◆ TASK OBJECTIVE ◆
Find the string "below" in the listing and report every line that has it.

---------- GIVEN DATA ----------

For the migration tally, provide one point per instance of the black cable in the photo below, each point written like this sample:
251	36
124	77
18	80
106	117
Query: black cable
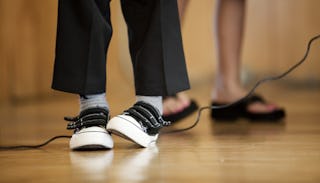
272	78
34	146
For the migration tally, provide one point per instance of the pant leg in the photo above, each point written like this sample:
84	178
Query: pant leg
83	35
155	46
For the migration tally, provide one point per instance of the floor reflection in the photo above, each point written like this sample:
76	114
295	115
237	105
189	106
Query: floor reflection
134	168
91	165
243	127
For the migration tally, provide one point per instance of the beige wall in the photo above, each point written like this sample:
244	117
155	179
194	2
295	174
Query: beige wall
275	37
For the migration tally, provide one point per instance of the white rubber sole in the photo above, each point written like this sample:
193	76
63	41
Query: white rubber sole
91	138
127	127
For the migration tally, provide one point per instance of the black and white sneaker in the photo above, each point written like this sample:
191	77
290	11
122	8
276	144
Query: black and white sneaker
90	130
140	123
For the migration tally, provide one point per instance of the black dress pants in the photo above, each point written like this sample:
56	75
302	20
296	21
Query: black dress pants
83	35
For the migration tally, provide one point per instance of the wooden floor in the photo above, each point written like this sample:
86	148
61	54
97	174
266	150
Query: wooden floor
211	152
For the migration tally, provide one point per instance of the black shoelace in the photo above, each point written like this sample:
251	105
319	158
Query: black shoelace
87	118
148	117
75	121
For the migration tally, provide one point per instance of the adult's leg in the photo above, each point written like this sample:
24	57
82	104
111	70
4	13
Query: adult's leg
229	35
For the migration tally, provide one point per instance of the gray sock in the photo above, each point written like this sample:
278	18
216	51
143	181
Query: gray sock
155	101
95	100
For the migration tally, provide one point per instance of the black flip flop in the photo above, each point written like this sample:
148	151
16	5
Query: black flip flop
240	111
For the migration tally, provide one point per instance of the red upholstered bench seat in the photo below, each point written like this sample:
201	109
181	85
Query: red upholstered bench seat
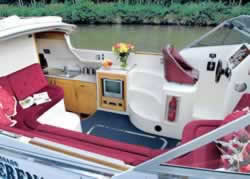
130	154
31	80
207	156
27	118
24	83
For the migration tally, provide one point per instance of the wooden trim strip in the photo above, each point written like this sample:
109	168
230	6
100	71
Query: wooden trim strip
81	156
148	53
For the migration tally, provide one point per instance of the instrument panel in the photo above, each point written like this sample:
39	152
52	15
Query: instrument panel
239	56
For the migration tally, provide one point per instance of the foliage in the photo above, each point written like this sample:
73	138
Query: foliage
133	11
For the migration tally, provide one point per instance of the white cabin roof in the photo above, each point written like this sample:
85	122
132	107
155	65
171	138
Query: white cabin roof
15	26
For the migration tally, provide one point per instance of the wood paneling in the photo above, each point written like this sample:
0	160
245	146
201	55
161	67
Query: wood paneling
108	102
79	97
86	97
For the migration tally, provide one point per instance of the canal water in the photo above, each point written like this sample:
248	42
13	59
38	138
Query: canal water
145	37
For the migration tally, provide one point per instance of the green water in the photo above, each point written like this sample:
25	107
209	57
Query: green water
144	37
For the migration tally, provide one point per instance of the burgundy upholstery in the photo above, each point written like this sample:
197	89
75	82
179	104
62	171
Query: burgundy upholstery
177	69
29	126
27	118
5	84
27	81
243	102
208	156
101	145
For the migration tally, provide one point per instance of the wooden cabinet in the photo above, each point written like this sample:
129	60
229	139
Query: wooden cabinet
86	97
116	104
79	97
69	93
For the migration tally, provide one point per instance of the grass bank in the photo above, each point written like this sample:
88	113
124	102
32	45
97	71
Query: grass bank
87	12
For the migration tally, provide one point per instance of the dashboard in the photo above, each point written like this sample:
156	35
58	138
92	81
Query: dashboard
239	56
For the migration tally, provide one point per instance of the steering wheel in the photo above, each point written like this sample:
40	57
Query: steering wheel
219	71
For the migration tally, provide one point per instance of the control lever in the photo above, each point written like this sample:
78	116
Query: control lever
220	71
211	64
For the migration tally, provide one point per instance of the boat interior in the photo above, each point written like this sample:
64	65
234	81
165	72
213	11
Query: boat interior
124	115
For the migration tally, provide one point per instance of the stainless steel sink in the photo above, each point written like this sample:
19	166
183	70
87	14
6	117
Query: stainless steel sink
62	73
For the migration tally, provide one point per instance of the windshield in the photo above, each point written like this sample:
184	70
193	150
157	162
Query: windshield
230	32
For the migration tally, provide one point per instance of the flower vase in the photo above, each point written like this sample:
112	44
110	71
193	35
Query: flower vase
124	61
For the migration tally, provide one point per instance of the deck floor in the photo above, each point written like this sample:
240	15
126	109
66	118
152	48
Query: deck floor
119	128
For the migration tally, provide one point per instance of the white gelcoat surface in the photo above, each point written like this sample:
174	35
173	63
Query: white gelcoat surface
58	117
16	54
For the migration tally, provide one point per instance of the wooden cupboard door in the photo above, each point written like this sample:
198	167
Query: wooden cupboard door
86	97
69	94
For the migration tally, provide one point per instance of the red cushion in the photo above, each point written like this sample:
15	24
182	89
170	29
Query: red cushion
243	102
5	120
27	118
228	145
176	69
27	81
5	84
7	102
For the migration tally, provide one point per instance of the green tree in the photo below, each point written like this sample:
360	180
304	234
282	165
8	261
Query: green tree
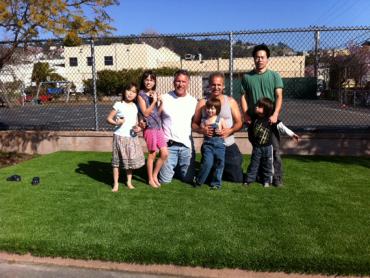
22	21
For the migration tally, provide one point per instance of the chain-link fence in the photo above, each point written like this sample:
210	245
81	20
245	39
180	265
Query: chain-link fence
326	75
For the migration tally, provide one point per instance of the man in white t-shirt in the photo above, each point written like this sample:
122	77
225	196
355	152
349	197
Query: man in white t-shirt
177	112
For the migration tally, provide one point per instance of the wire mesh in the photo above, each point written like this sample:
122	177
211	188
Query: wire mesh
325	71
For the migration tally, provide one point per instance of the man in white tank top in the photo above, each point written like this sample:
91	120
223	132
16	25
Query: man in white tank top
231	113
177	111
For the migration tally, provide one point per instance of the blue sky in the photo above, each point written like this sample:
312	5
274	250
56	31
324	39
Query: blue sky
199	16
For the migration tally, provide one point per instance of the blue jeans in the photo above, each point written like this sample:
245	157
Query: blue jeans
261	163
180	163
213	155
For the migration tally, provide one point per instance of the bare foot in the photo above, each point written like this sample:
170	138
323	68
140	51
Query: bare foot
156	182
153	184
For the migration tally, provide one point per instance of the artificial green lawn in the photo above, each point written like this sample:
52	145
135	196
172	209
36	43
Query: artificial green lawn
319	222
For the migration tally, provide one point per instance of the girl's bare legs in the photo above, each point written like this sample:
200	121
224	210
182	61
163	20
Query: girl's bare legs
163	155
115	179
129	179
150	163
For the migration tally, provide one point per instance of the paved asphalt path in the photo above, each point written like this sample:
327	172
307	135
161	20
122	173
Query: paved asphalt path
26	270
301	114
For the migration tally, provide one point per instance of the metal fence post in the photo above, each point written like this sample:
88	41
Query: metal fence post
317	47
231	63
93	69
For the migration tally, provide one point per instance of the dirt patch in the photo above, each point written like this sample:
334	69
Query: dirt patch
12	158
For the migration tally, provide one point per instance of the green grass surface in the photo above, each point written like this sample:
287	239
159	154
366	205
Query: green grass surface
319	222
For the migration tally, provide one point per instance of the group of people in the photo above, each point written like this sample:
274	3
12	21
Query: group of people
167	122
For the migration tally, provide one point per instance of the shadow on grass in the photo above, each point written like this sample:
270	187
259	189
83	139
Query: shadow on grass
362	161
102	172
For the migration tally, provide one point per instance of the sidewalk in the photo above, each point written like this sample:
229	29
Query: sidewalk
27	266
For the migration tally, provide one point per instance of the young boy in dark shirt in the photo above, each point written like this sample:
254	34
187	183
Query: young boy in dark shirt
260	137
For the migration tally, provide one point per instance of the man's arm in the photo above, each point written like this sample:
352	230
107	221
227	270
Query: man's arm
244	104
197	118
278	105
237	119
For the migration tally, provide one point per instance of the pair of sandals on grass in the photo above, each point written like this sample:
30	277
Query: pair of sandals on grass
35	180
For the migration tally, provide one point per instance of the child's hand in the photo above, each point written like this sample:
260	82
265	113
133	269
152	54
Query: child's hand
120	121
136	128
142	124
208	130
295	137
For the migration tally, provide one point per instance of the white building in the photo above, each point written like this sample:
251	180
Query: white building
116	56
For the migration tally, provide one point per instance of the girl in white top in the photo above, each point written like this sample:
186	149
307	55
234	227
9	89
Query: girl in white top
127	150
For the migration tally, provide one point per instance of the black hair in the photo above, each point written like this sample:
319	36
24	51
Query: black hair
267	105
146	74
259	48
181	72
128	87
214	75
214	102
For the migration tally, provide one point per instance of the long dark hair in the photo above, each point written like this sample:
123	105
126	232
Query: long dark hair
128	87
146	74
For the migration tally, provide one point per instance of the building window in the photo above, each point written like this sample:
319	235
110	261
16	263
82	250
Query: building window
73	62
108	60
89	61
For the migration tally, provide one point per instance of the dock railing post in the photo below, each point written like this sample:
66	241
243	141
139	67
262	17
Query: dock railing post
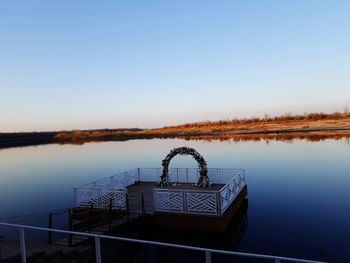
110	214
90	216
127	206
70	226
22	245
98	249
49	239
142	204
207	257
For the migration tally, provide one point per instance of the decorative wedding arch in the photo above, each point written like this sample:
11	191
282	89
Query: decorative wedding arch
203	180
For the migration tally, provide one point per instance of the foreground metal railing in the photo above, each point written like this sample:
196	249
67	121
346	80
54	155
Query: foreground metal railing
207	251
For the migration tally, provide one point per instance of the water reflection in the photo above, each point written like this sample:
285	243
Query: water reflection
298	193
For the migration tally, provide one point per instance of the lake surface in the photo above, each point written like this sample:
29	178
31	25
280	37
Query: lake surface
299	192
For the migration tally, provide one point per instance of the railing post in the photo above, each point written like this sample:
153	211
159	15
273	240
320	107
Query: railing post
90	216
75	197
70	226
49	238
22	245
142	204
98	249
207	257
127	205
110	214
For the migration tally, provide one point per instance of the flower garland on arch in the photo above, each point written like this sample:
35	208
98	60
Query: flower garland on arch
203	180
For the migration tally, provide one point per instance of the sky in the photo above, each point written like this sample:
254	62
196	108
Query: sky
108	64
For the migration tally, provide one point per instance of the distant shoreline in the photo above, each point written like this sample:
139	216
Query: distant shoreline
314	127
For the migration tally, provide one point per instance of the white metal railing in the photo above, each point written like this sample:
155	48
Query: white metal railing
207	251
100	197
231	189
186	201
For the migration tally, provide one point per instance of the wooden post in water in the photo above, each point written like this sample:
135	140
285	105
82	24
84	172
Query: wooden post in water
110	214
50	226
70	226
90	216
127	206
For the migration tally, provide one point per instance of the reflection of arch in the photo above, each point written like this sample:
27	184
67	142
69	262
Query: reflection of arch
203	180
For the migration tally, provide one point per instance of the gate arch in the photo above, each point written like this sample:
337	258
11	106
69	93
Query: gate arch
203	180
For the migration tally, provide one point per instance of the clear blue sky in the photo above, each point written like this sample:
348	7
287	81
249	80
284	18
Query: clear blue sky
96	64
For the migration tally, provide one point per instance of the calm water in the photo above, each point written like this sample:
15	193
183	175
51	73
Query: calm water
299	193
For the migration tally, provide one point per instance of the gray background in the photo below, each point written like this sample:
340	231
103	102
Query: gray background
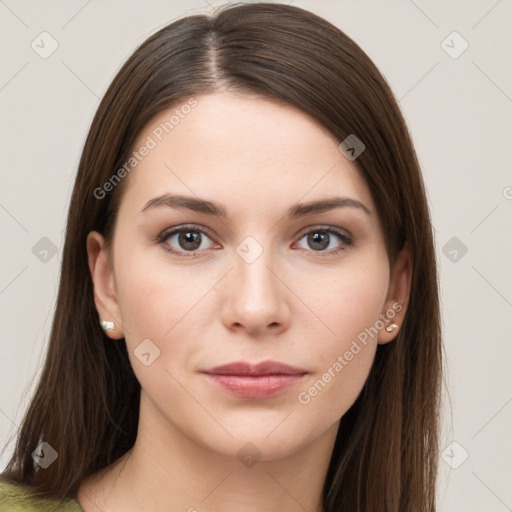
458	107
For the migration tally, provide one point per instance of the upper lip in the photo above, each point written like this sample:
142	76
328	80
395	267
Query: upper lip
263	368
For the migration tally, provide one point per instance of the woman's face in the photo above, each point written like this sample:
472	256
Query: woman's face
271	279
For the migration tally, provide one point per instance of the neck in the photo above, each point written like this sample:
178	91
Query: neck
166	470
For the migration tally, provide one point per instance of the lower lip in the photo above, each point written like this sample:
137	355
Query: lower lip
262	386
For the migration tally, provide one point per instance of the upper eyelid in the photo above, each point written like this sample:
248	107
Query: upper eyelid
193	227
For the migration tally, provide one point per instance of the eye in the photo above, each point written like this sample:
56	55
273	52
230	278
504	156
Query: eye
321	238
183	240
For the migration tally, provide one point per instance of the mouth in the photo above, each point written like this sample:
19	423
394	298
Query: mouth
264	380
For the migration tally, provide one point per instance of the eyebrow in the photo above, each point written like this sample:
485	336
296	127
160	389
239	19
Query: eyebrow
211	208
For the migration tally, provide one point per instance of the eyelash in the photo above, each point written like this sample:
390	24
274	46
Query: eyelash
345	239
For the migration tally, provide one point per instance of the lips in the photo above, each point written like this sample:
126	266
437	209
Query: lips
263	380
264	368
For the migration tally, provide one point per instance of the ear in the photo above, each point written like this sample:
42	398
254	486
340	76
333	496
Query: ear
102	274
398	296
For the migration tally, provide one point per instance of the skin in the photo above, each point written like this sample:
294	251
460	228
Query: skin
257	157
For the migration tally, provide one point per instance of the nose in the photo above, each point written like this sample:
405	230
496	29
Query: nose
257	298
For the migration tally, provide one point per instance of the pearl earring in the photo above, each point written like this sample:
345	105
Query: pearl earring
107	326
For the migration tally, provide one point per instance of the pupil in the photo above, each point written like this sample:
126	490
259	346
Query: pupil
189	240
319	238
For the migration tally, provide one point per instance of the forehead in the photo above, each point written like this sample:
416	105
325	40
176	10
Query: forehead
243	151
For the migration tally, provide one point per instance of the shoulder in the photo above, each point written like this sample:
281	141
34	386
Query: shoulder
17	498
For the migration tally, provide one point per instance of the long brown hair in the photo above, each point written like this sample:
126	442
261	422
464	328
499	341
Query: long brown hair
86	403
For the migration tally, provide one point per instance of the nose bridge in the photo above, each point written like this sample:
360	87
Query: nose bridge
253	270
257	297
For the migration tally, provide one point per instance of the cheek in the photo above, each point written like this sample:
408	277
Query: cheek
350	306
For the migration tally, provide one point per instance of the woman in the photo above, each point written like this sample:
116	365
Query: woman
248	313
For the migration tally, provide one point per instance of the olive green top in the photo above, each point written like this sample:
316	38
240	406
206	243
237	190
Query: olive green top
16	498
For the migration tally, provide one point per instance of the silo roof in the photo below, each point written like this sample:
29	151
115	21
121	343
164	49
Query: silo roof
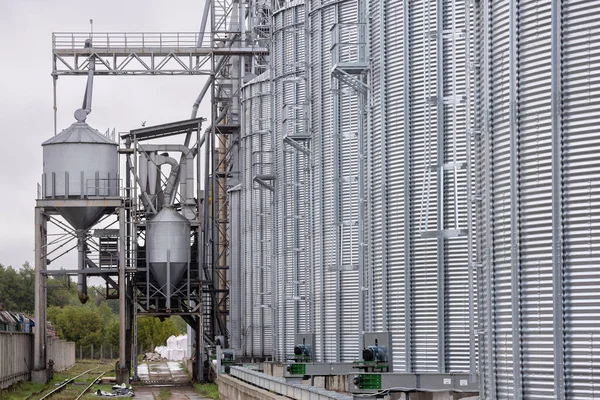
79	132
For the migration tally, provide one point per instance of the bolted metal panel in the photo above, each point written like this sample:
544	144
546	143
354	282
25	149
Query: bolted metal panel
333	126
256	319
430	327
83	161
168	246
538	115
291	145
80	162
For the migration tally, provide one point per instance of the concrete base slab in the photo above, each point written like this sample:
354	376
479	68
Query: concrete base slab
234	389
170	371
40	376
175	392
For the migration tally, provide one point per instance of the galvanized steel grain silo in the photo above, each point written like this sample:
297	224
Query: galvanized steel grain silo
252	319
421	281
335	247
291	147
539	182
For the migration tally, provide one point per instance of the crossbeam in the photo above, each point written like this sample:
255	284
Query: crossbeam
140	53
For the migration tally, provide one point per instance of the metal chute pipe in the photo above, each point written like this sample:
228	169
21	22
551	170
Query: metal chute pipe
169	187
81	278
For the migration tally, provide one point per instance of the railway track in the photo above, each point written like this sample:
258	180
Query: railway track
72	381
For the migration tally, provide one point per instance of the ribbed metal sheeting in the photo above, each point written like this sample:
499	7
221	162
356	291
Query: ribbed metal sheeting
291	147
333	124
420	288
539	113
256	330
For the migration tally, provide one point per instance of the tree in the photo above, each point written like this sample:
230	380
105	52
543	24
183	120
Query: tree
82	325
17	289
153	332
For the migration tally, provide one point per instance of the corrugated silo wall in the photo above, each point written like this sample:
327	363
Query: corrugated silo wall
333	124
255	333
421	291
539	113
292	207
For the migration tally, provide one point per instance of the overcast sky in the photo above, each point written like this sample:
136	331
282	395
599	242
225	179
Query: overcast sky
26	116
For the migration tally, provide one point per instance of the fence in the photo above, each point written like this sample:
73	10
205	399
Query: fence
16	356
62	353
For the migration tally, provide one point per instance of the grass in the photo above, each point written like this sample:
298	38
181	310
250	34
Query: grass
207	389
21	390
24	390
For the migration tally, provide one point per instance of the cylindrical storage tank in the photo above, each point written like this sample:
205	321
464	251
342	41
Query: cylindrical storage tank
168	247
254	265
80	162
333	125
420	283
291	146
539	181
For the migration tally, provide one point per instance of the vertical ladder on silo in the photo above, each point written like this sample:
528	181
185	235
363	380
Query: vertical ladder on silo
261	29
350	66
296	153
435	171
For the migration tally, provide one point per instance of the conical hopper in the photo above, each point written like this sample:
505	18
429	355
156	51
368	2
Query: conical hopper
168	246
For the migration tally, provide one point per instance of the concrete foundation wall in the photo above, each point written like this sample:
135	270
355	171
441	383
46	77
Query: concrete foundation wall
16	357
234	389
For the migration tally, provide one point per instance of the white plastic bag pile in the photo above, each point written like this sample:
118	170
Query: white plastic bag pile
175	350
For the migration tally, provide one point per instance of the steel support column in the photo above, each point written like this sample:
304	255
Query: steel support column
39	360
407	190
122	370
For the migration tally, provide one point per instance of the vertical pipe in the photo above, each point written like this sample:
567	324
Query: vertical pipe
441	265
123	375
81	277
557	217
488	268
337	200
514	199
407	189
362	193
168	288
54	108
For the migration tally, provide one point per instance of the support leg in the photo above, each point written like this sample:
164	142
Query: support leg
122	370
40	372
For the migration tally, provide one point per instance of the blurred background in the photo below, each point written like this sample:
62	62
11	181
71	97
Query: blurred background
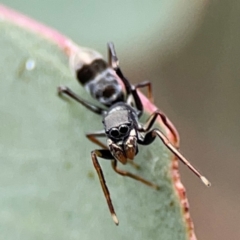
190	50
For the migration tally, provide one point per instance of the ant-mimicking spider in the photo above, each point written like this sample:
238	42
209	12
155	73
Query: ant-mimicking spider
121	120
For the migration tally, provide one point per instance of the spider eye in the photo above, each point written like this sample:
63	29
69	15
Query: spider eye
123	129
114	132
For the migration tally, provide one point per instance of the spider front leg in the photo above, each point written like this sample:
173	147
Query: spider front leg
128	174
106	155
150	137
152	119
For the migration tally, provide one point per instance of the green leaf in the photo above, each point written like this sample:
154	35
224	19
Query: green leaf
49	188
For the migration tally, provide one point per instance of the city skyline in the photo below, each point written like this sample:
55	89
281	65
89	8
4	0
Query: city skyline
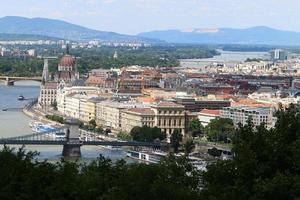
135	16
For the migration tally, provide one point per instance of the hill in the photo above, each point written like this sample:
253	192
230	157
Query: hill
254	35
28	37
59	29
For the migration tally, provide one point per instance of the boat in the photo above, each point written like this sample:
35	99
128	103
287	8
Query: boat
21	98
39	127
146	156
112	148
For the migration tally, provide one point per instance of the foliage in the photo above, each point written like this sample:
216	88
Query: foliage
176	139
24	178
189	145
91	126
56	118
220	129
54	105
147	134
195	127
266	163
124	136
214	152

----------

◆ RESPONSE ◆
For the migration tally, provide one point per instance of the black cable in the photo below, each point written like this sample:
For the migration tally, provide one point per instance of the red upholstered bench seat in the photo below, each point written like this sample:
For the migration tally, provide one point per instance of the green tree in the photo below, each point written like this sample:
For the migration tally, provide one point per instance of the dock railing post in the photo below, each point written like this sample:
For the migration tally, provide one point per instance of the gray background in the photo below, each point written like this sample:
For the migration tally, provide one point per instance of the silo roof in the photo below, each point written like this sample:
For the migration tally, provide one point per instance of the blurred background in the photo below, each point written like this sample:
For the migration tally, provide one point per instance of the city skyline in the photo below, each point written like this sample:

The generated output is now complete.